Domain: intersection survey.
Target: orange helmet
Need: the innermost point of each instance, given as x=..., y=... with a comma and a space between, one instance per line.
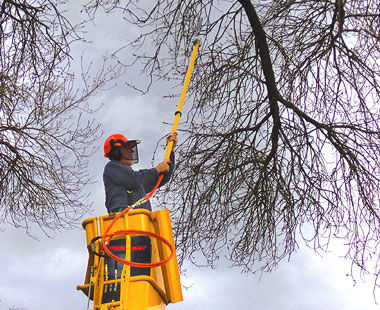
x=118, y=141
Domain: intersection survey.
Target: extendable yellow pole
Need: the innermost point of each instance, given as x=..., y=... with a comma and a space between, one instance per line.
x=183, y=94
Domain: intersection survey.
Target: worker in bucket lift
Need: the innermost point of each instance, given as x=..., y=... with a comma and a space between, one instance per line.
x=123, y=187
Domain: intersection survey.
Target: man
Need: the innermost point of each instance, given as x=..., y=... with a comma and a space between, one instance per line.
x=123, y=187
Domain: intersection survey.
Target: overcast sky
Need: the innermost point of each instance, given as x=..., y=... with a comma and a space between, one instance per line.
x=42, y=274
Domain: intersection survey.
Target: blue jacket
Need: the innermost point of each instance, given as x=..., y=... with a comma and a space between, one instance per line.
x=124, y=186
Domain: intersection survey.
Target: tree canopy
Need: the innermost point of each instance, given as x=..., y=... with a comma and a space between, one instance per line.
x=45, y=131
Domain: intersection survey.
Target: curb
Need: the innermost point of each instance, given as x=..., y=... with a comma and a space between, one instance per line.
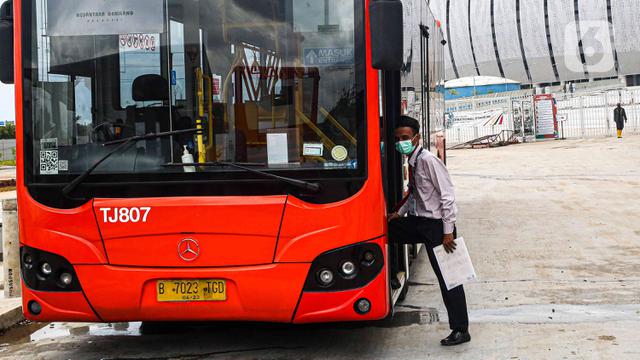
##############################
*TASK TO COMPLETE*. Everything in the records above must be repeated exactly, except the pictures.

*RESULT FOR THIS EXERCISE*.
Domain: intersection survey.
Target: orange helmet
Need: the innermost point of each instance, given as x=..., y=... with a comma and a space between, one instance per line.
x=118, y=141
Domain: intersection survey.
Target: extendable yellow pole
Need: the innermost point of each instance, given as x=..., y=... with a comma and a space between, one instance per line.
x=183, y=94
Domain: intersection survey.
Target: worker in bucket lift
Need: the innermost point of each instance, given as x=..., y=... with a comma and a space between, one instance per line.
x=123, y=187
Domain: intersection survey.
Target: man
Need: the innermost point of each instance, given as x=..., y=... with a comma and a space between, one instance per line.
x=123, y=187
Domain: intersection survey.
Target: overcast sky
Need: the innermost point of each instance, given as x=..., y=... with a comma and a space between, one instance per line.
x=42, y=274
Domain: intersection survey.
Target: blue jacket
Need: the innermost point of each instance, given as x=..., y=... with a comma and a space between, one instance per line.
x=124, y=186
Domain: intersection survey.
Target: tree canopy
Need: the innermost point of each instance, given as x=..., y=... with a comma and a space between, one instance per line.
x=45, y=131
Domain: intersection survey.
Target: curb
Need: the innermost point of each instance, given as x=..., y=... with a comma and a space between, one instance per line.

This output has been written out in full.